# Exercise details
Revise the material starting at its beginning and ending with the line containing "left=125, top=151, right=166, bottom=177": replace "yellow vest" with "orange vest" and leave everything else unchanged. Leave the pictures out of your answer.

# Records for the task
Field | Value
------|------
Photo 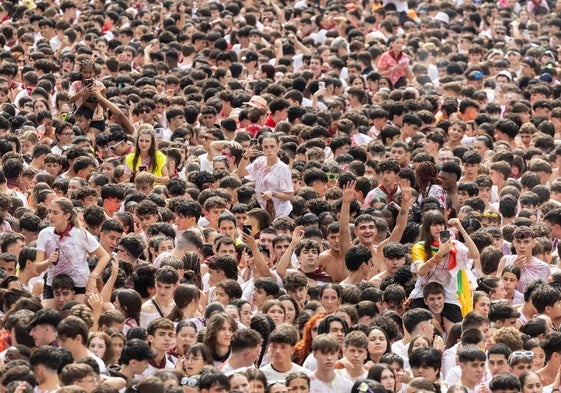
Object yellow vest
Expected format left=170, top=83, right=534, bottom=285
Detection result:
left=125, top=151, right=166, bottom=177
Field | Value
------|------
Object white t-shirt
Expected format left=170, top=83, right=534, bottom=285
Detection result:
left=259, top=363, right=312, bottom=384
left=310, top=373, right=353, bottom=393
left=37, top=227, right=100, bottom=288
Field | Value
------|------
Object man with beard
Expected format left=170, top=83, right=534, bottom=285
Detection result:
left=352, top=182, right=413, bottom=275
left=423, top=282, right=454, bottom=333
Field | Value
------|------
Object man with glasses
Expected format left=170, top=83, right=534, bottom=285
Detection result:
left=199, top=128, right=226, bottom=173
left=51, top=122, right=75, bottom=156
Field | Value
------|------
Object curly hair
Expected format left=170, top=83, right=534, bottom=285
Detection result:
left=292, top=314, right=325, bottom=365
left=416, top=161, right=441, bottom=197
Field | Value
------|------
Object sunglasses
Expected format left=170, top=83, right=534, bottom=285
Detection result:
left=512, top=229, right=534, bottom=239
left=181, top=377, right=199, bottom=388
left=109, top=141, right=123, bottom=151
left=510, top=351, right=534, bottom=359
left=483, top=212, right=499, bottom=218
left=212, top=156, right=226, bottom=162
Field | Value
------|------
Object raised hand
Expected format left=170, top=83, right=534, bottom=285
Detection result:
left=437, top=239, right=452, bottom=257
left=292, top=225, right=304, bottom=244
left=343, top=180, right=356, bottom=203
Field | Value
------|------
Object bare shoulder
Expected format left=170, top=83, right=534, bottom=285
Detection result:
left=141, top=300, right=157, bottom=313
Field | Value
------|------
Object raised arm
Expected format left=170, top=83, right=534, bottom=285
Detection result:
left=100, top=256, right=119, bottom=303
left=93, top=89, right=134, bottom=135
left=448, top=218, right=483, bottom=274
left=276, top=225, right=304, bottom=278
left=378, top=181, right=413, bottom=250
left=339, top=180, right=356, bottom=255
left=242, top=232, right=273, bottom=277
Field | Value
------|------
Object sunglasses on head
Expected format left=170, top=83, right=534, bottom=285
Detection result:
left=512, top=229, right=534, bottom=239
left=483, top=212, right=500, bottom=219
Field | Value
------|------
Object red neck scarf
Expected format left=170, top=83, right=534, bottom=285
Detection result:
left=55, top=223, right=74, bottom=242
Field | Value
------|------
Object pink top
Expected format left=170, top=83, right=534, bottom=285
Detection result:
left=378, top=50, right=409, bottom=85
left=246, top=157, right=294, bottom=218
left=505, top=255, right=551, bottom=292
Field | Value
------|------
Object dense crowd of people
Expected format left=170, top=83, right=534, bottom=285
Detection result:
left=0, top=0, right=561, bottom=393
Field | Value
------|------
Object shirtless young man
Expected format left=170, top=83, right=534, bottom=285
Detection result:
left=318, top=181, right=356, bottom=282
left=354, top=182, right=413, bottom=275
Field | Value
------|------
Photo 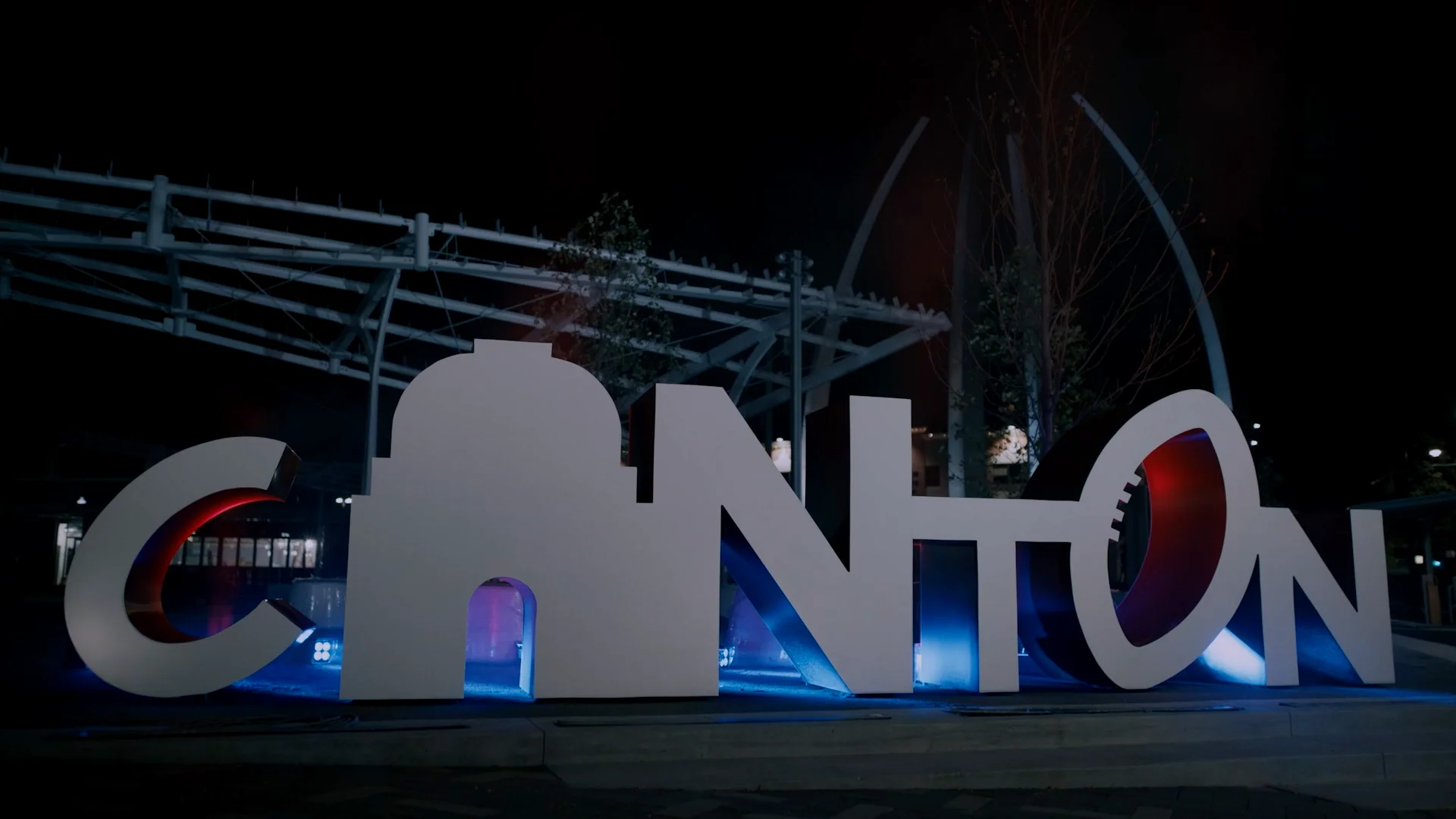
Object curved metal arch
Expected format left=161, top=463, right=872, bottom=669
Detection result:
left=1072, top=93, right=1233, bottom=410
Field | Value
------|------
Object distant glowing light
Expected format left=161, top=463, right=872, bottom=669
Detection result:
left=1203, top=628, right=1264, bottom=685
left=769, top=438, right=793, bottom=474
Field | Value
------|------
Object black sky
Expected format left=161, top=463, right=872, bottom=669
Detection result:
left=0, top=0, right=1456, bottom=504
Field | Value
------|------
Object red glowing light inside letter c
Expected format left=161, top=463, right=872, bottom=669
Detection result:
left=125, top=488, right=282, bottom=642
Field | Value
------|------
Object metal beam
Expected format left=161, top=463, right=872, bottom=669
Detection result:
left=0, top=187, right=937, bottom=325
left=804, top=117, right=930, bottom=413
left=728, top=335, right=777, bottom=403
left=11, top=252, right=463, bottom=360
left=739, top=329, right=926, bottom=419
left=14, top=244, right=788, bottom=383
left=10, top=287, right=408, bottom=389
left=617, top=306, right=789, bottom=410
left=1072, top=93, right=1233, bottom=410
left=6, top=265, right=419, bottom=378
left=329, top=267, right=399, bottom=357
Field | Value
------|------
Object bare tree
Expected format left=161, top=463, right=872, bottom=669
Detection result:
left=526, top=194, right=673, bottom=395
left=949, top=0, right=1214, bottom=462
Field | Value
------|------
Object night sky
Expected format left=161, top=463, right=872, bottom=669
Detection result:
left=0, top=0, right=1456, bottom=506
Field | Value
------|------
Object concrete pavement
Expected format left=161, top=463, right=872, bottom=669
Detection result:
left=9, top=765, right=1456, bottom=819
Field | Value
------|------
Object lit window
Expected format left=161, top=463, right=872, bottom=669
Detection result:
left=55, top=523, right=82, bottom=586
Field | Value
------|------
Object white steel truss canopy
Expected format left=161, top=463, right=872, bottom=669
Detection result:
left=0, top=158, right=951, bottom=417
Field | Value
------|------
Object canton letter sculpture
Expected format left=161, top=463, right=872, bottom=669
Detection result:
left=65, top=341, right=1395, bottom=699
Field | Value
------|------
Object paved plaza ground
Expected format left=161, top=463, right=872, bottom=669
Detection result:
left=20, top=765, right=1456, bottom=819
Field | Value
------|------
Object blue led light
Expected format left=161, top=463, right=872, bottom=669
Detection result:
left=1201, top=628, right=1264, bottom=685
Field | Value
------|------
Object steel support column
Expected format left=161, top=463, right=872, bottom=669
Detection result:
left=362, top=270, right=399, bottom=494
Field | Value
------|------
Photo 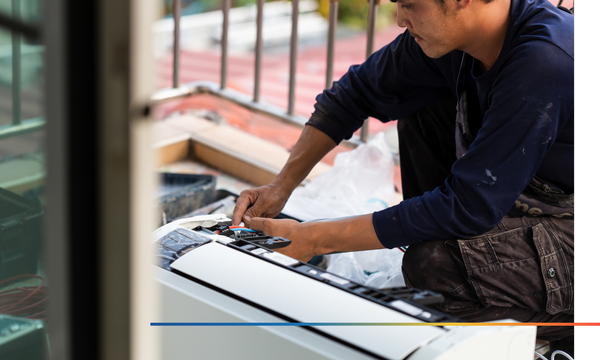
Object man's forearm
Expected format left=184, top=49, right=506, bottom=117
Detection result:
left=273, top=125, right=336, bottom=193
left=302, top=214, right=384, bottom=255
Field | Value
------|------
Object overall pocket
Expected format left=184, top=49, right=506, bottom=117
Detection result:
left=458, top=222, right=574, bottom=314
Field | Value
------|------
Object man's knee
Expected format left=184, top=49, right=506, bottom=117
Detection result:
left=402, top=241, right=462, bottom=291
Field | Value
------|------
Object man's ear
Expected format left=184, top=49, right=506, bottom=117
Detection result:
left=448, top=0, right=477, bottom=10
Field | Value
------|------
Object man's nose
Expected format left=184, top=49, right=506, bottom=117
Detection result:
left=396, top=11, right=412, bottom=27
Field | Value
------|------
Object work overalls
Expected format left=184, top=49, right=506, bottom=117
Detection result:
left=398, top=54, right=577, bottom=341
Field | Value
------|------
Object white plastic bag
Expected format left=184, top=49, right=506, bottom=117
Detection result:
left=327, top=248, right=405, bottom=289
left=282, top=133, right=404, bottom=289
left=282, top=133, right=394, bottom=221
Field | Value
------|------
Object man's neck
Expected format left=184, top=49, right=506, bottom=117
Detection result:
left=464, top=0, right=511, bottom=74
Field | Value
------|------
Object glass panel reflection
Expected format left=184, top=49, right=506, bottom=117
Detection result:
left=0, top=0, right=49, bottom=359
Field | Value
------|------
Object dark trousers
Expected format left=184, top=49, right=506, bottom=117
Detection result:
left=398, top=97, right=577, bottom=341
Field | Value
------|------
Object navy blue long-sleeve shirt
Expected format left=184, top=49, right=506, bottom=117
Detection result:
left=307, top=0, right=577, bottom=248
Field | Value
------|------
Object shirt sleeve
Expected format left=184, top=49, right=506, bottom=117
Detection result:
left=373, top=41, right=576, bottom=248
left=307, top=33, right=449, bottom=144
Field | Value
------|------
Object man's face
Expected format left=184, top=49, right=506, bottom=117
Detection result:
left=396, top=0, right=463, bottom=58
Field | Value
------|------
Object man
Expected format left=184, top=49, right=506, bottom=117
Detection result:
left=233, top=0, right=577, bottom=357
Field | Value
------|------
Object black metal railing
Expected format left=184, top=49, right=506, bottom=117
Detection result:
left=151, top=0, right=378, bottom=147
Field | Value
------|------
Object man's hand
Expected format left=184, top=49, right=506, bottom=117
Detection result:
left=244, top=217, right=319, bottom=262
left=231, top=184, right=290, bottom=226
left=244, top=214, right=384, bottom=262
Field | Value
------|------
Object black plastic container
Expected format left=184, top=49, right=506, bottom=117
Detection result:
left=158, top=173, right=217, bottom=223
left=0, top=188, right=42, bottom=280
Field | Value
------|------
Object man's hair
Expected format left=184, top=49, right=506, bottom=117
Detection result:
left=435, top=0, right=494, bottom=13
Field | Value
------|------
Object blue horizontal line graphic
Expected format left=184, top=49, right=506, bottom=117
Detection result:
left=150, top=322, right=354, bottom=326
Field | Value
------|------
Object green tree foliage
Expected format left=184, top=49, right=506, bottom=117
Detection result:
left=319, top=0, right=396, bottom=29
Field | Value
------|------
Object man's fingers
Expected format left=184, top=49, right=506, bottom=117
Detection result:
left=244, top=216, right=269, bottom=235
left=231, top=191, right=256, bottom=225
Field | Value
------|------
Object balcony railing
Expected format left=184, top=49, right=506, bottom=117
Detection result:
left=0, top=0, right=45, bottom=140
left=151, top=0, right=379, bottom=147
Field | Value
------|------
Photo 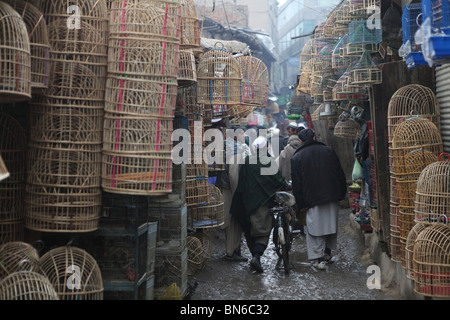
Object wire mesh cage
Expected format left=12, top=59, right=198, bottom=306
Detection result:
left=40, top=245, right=103, bottom=300
left=0, top=2, right=31, bottom=103
left=402, top=223, right=427, bottom=280
left=0, top=271, right=59, bottom=301
left=414, top=155, right=450, bottom=225
left=180, top=0, right=201, bottom=50
left=0, top=241, right=39, bottom=280
left=177, top=49, right=197, bottom=88
left=4, top=0, right=50, bottom=89
left=197, top=49, right=242, bottom=105
left=102, top=151, right=172, bottom=195
left=413, top=225, right=450, bottom=298
left=236, top=56, right=269, bottom=106
left=188, top=184, right=224, bottom=228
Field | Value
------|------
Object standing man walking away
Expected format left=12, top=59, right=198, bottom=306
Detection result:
left=222, top=128, right=250, bottom=261
left=292, top=129, right=347, bottom=270
left=230, top=136, right=286, bottom=272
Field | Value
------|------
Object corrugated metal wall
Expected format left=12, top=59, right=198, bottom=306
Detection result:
left=436, top=64, right=450, bottom=153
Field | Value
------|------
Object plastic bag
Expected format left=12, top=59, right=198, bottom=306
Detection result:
left=352, top=159, right=364, bottom=180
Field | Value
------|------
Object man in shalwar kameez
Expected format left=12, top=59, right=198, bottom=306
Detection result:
left=291, top=129, right=347, bottom=269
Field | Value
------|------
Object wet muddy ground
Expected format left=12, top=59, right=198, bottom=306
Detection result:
left=189, top=209, right=401, bottom=300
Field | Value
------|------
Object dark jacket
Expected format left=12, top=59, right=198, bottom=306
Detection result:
left=291, top=140, right=347, bottom=209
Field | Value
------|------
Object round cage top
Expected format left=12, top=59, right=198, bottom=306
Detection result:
left=40, top=246, right=103, bottom=300
left=413, top=225, right=450, bottom=298
left=0, top=2, right=31, bottom=103
left=0, top=241, right=39, bottom=280
left=414, top=154, right=450, bottom=225
left=0, top=271, right=59, bottom=300
left=4, top=0, right=50, bottom=88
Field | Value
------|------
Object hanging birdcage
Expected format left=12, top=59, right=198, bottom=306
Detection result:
left=4, top=0, right=50, bottom=89
left=236, top=56, right=269, bottom=106
left=197, top=49, right=242, bottom=105
left=0, top=2, right=31, bottom=103
left=0, top=271, right=59, bottom=301
left=413, top=225, right=450, bottom=298
left=351, top=51, right=382, bottom=85
left=414, top=154, right=450, bottom=225
left=40, top=245, right=103, bottom=300
left=402, top=223, right=427, bottom=280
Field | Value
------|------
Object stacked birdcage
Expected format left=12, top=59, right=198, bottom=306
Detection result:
left=414, top=154, right=450, bottom=225
left=0, top=113, right=27, bottom=244
left=392, top=117, right=443, bottom=260
left=25, top=0, right=108, bottom=232
left=102, top=1, right=181, bottom=195
left=39, top=245, right=103, bottom=300
left=4, top=0, right=50, bottom=90
left=413, top=224, right=450, bottom=298
left=0, top=2, right=31, bottom=103
left=388, top=84, right=440, bottom=262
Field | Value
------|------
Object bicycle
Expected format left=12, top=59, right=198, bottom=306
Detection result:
left=270, top=191, right=295, bottom=274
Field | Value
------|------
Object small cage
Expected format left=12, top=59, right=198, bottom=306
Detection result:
left=4, top=0, right=50, bottom=89
left=351, top=50, right=382, bottom=85
left=236, top=56, right=269, bottom=106
left=0, top=241, right=39, bottom=280
left=414, top=157, right=450, bottom=225
left=40, top=246, right=103, bottom=300
left=334, top=119, right=361, bottom=139
left=0, top=2, right=31, bottom=103
left=177, top=49, right=197, bottom=88
left=197, top=49, right=242, bottom=105
left=413, top=225, right=450, bottom=298
left=0, top=271, right=59, bottom=301
left=180, top=0, right=201, bottom=50
left=188, top=184, right=224, bottom=228
left=103, top=113, right=173, bottom=154
left=402, top=223, right=427, bottom=280
left=102, top=151, right=172, bottom=195
left=105, top=74, right=178, bottom=117
left=348, top=20, right=382, bottom=45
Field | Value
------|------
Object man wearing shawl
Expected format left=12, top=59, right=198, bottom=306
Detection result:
left=291, top=129, right=347, bottom=270
left=230, top=136, right=286, bottom=272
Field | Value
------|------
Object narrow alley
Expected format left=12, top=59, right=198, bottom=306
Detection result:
left=189, top=209, right=401, bottom=300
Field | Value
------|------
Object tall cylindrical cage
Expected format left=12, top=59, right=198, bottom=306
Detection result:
left=40, top=246, right=103, bottom=300
left=197, top=49, right=242, bottom=105
left=0, top=2, right=31, bottom=103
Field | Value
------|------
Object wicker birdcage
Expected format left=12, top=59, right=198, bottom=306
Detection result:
left=414, top=154, right=450, bottom=225
left=103, top=113, right=173, bottom=154
left=188, top=184, right=225, bottom=228
left=334, top=119, right=361, bottom=139
left=102, top=151, right=172, bottom=195
left=402, top=223, right=427, bottom=280
left=4, top=0, right=50, bottom=89
left=413, top=225, right=450, bottom=298
left=0, top=2, right=31, bottom=103
left=351, top=50, right=382, bottom=85
left=197, top=49, right=242, bottom=105
left=180, top=0, right=201, bottom=50
left=0, top=241, right=40, bottom=280
left=40, top=246, right=103, bottom=300
left=0, top=271, right=59, bottom=301
left=105, top=74, right=178, bottom=117
left=177, top=49, right=197, bottom=88
left=236, top=56, right=269, bottom=106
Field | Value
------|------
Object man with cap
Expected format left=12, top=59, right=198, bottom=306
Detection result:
left=291, top=129, right=347, bottom=270
left=230, top=136, right=286, bottom=272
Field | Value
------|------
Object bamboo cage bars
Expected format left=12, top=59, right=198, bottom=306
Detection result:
left=413, top=225, right=450, bottom=298
left=0, top=271, right=59, bottom=301
left=0, top=113, right=27, bottom=244
left=39, top=246, right=103, bottom=300
left=0, top=2, right=31, bottom=103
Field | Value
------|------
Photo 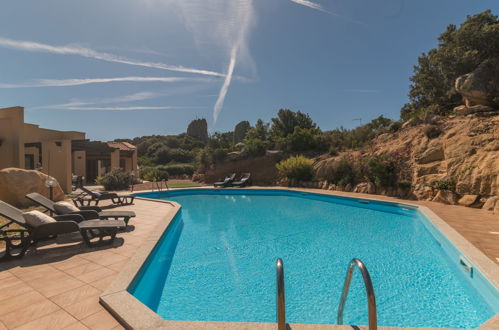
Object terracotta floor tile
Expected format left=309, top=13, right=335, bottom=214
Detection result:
left=107, top=257, right=130, bottom=272
left=81, top=310, right=119, bottom=330
left=64, top=260, right=102, bottom=277
left=50, top=285, right=102, bottom=308
left=52, top=256, right=89, bottom=271
left=0, top=299, right=61, bottom=329
left=29, top=272, right=85, bottom=297
left=66, top=321, right=89, bottom=330
left=0, top=282, right=35, bottom=302
left=90, top=274, right=117, bottom=291
left=75, top=266, right=116, bottom=283
left=64, top=297, right=104, bottom=320
left=16, top=265, right=61, bottom=282
left=0, top=270, right=14, bottom=280
left=15, top=310, right=78, bottom=330
left=79, top=251, right=126, bottom=266
left=0, top=290, right=46, bottom=316
left=0, top=276, right=23, bottom=291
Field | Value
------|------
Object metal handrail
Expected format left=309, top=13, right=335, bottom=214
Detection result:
left=338, top=258, right=378, bottom=330
left=276, top=258, right=286, bottom=330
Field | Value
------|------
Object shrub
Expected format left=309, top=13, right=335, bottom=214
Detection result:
left=163, top=164, right=195, bottom=175
left=364, top=157, right=397, bottom=187
left=244, top=139, right=268, bottom=157
left=140, top=166, right=168, bottom=181
left=321, top=157, right=359, bottom=187
left=430, top=178, right=456, bottom=191
left=96, top=168, right=134, bottom=190
left=276, top=156, right=312, bottom=181
left=397, top=181, right=412, bottom=189
left=329, top=146, right=338, bottom=157
left=284, top=126, right=323, bottom=152
left=424, top=125, right=442, bottom=139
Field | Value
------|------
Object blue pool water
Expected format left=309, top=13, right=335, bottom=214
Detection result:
left=129, top=189, right=499, bottom=328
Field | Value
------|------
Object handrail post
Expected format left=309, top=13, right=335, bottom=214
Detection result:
left=338, top=258, right=378, bottom=330
left=276, top=258, right=286, bottom=330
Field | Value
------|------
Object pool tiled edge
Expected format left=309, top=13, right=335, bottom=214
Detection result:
left=100, top=188, right=499, bottom=330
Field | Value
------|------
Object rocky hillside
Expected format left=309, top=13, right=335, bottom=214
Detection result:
left=373, top=114, right=499, bottom=200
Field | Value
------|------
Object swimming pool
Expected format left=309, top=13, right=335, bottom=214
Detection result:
left=129, top=189, right=499, bottom=328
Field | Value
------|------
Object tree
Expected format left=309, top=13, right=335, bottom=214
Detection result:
left=271, top=109, right=317, bottom=137
left=234, top=120, right=251, bottom=143
left=245, top=119, right=269, bottom=141
left=187, top=118, right=208, bottom=143
left=400, top=10, right=499, bottom=120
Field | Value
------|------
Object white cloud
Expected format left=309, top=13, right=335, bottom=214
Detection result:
left=169, top=0, right=256, bottom=122
left=0, top=77, right=212, bottom=88
left=0, top=37, right=224, bottom=77
left=291, top=0, right=334, bottom=15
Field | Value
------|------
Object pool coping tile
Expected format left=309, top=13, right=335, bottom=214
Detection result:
left=99, top=187, right=499, bottom=330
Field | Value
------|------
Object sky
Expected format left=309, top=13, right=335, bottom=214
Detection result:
left=0, top=0, right=499, bottom=140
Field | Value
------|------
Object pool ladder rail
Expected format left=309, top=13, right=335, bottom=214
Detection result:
left=276, top=258, right=378, bottom=330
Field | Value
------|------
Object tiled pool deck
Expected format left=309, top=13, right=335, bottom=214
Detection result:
left=0, top=189, right=499, bottom=330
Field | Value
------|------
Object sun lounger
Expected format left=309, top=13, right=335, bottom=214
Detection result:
left=231, top=173, right=251, bottom=187
left=0, top=201, right=126, bottom=259
left=73, top=187, right=135, bottom=206
left=213, top=173, right=236, bottom=187
left=26, top=193, right=135, bottom=226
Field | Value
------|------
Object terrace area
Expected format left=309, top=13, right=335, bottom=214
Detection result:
left=0, top=189, right=499, bottom=330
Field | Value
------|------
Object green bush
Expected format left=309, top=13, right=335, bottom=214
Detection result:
left=364, top=157, right=397, bottom=187
left=96, top=168, right=135, bottom=190
left=284, top=126, right=327, bottom=152
left=424, top=125, right=442, bottom=139
left=276, top=156, right=312, bottom=181
left=140, top=166, right=169, bottom=181
left=430, top=178, right=456, bottom=191
left=244, top=139, right=268, bottom=157
left=320, top=157, right=359, bottom=187
left=164, top=164, right=195, bottom=175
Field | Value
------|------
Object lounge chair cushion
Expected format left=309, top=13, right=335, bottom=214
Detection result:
left=23, top=210, right=56, bottom=228
left=54, top=202, right=80, bottom=214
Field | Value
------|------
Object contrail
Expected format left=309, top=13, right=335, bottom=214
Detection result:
left=290, top=0, right=366, bottom=26
left=0, top=37, right=224, bottom=77
left=0, top=77, right=211, bottom=88
left=213, top=46, right=238, bottom=122
left=291, top=0, right=330, bottom=15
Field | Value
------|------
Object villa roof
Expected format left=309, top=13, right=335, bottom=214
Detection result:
left=107, top=142, right=136, bottom=151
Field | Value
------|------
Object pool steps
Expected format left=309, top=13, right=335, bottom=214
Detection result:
left=276, top=258, right=378, bottom=330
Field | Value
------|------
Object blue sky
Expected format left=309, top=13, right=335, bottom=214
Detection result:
left=0, top=0, right=499, bottom=140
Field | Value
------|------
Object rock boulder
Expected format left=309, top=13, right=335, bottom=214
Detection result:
left=457, top=195, right=480, bottom=207
left=431, top=190, right=457, bottom=205
left=0, top=168, right=64, bottom=207
left=454, top=58, right=499, bottom=107
left=482, top=196, right=499, bottom=211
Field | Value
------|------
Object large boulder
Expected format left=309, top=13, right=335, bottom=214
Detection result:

# Expected answer
Field | Value
------|------
Photo 
Object orange vest
Expected format left=170, top=83, right=534, bottom=285
Detection result:
left=125, top=151, right=166, bottom=177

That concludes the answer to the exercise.